== Your goal ==
Count the lines of the records below that contain the word "planted", matching case exactly, and give only the number.

═══ The input ═══

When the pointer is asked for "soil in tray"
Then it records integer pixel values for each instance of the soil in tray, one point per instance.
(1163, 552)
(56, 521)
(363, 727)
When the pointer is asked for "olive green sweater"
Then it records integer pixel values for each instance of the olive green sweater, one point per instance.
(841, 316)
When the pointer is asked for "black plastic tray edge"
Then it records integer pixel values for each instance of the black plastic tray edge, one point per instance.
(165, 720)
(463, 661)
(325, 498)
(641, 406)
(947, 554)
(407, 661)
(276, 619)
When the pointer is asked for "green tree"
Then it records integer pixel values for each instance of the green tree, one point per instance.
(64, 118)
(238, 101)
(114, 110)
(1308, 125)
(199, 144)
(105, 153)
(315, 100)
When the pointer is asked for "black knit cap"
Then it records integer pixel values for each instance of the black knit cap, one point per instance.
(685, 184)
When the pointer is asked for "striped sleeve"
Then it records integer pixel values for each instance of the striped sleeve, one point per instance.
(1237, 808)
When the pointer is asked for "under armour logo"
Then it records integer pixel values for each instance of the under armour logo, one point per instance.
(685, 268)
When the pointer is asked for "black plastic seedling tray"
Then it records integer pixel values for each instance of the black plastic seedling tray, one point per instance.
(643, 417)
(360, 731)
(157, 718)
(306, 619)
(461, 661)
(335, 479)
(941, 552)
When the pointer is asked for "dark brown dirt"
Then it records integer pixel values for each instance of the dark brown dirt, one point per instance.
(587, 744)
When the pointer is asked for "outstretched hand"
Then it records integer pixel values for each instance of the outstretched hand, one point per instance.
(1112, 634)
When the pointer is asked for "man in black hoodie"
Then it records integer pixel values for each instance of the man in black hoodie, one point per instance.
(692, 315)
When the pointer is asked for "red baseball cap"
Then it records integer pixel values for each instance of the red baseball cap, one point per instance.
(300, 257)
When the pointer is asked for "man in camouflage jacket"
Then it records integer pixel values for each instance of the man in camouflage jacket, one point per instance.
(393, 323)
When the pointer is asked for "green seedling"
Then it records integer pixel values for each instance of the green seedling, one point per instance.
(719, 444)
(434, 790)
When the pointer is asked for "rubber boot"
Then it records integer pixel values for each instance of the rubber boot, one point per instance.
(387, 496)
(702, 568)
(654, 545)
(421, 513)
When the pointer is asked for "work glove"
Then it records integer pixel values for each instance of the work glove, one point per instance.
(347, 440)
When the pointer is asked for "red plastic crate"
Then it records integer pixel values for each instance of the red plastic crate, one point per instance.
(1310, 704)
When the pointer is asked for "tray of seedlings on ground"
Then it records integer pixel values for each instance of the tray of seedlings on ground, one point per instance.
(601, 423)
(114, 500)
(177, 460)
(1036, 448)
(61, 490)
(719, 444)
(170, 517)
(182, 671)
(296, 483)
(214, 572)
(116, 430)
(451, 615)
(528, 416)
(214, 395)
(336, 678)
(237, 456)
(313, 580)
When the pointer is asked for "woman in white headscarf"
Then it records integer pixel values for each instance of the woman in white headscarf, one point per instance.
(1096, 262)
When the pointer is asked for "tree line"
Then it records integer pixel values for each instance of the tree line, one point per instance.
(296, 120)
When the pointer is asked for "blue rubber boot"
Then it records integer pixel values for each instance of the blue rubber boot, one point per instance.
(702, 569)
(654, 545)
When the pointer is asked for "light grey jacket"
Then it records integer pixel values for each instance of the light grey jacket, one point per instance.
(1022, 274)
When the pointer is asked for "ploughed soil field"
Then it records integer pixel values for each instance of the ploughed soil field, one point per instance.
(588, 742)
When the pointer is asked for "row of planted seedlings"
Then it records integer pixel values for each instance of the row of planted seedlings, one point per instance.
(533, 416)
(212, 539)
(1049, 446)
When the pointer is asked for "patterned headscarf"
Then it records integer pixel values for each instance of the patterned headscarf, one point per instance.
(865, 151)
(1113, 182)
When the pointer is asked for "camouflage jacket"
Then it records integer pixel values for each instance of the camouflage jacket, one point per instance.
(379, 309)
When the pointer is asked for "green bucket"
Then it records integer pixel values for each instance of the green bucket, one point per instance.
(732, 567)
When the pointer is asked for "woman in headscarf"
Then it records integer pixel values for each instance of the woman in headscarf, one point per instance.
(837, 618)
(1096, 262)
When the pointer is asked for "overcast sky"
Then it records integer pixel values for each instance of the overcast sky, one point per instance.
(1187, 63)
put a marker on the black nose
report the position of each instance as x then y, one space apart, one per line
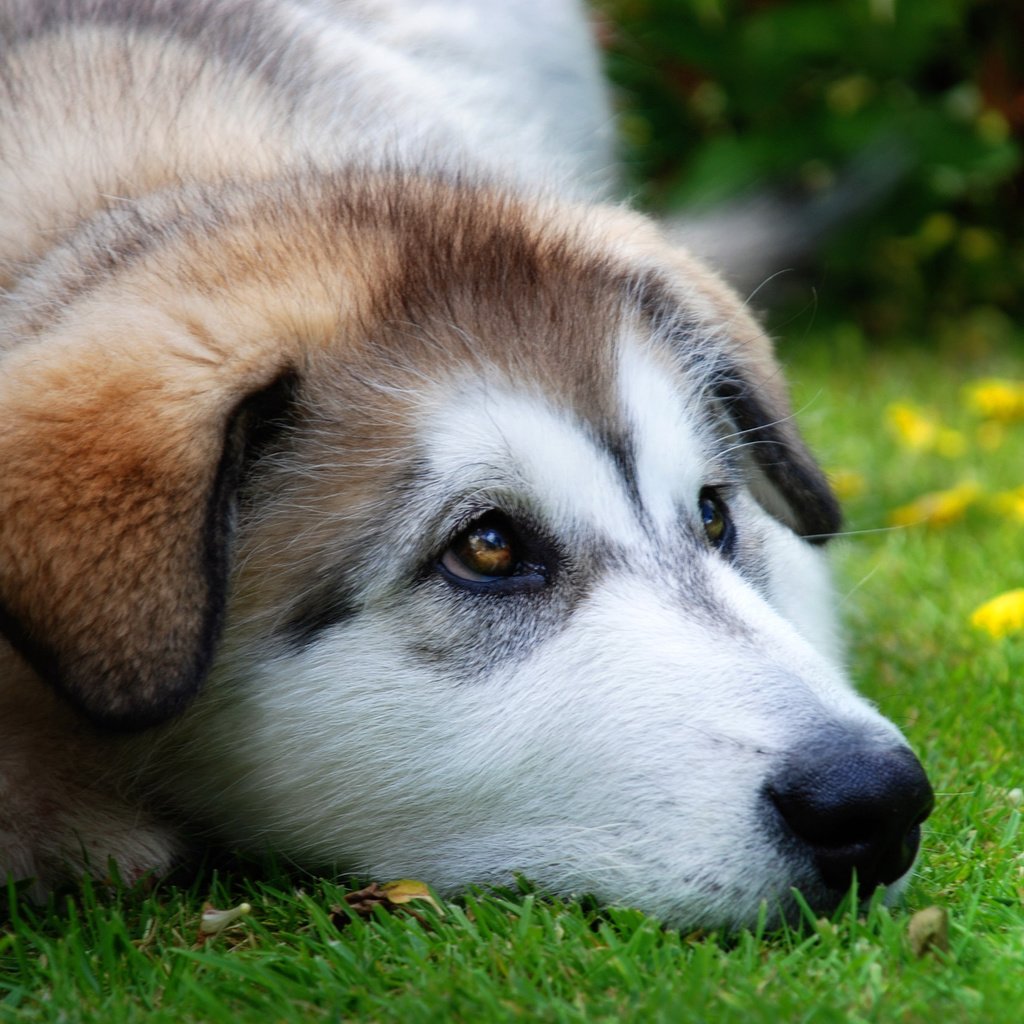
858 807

═══
═══ The input ═══

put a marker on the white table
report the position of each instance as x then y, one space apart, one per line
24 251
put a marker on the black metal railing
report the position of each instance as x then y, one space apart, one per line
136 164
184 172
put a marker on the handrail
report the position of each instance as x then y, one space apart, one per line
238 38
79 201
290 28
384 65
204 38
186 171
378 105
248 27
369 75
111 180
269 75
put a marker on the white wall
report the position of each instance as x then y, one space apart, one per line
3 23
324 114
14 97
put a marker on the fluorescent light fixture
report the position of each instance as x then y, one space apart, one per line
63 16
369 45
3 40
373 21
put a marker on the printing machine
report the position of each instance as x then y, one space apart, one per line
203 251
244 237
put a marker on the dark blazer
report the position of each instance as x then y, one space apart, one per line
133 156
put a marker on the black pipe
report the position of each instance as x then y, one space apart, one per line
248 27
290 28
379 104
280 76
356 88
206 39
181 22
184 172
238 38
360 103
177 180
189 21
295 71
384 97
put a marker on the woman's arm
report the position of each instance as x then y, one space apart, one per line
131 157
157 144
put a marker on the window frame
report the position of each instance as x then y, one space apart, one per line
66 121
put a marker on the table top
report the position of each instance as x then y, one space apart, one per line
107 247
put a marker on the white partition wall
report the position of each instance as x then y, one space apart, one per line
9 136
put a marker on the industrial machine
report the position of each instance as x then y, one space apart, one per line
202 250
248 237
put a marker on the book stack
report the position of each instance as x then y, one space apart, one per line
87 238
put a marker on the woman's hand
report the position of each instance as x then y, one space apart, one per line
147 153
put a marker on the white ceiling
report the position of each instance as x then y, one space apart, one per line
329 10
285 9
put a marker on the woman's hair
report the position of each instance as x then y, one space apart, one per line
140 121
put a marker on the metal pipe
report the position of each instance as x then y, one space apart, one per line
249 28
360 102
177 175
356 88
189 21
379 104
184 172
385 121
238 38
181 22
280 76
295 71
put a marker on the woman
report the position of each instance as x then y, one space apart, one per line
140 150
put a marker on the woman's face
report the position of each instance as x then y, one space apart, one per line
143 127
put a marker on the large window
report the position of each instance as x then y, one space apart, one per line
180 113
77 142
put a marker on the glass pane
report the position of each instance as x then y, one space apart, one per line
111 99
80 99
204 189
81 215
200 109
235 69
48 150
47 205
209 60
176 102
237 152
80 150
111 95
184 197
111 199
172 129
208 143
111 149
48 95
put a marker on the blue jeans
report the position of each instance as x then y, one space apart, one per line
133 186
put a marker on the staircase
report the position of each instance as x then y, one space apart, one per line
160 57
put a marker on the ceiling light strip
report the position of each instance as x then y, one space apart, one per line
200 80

═══

== Worked answer ==
2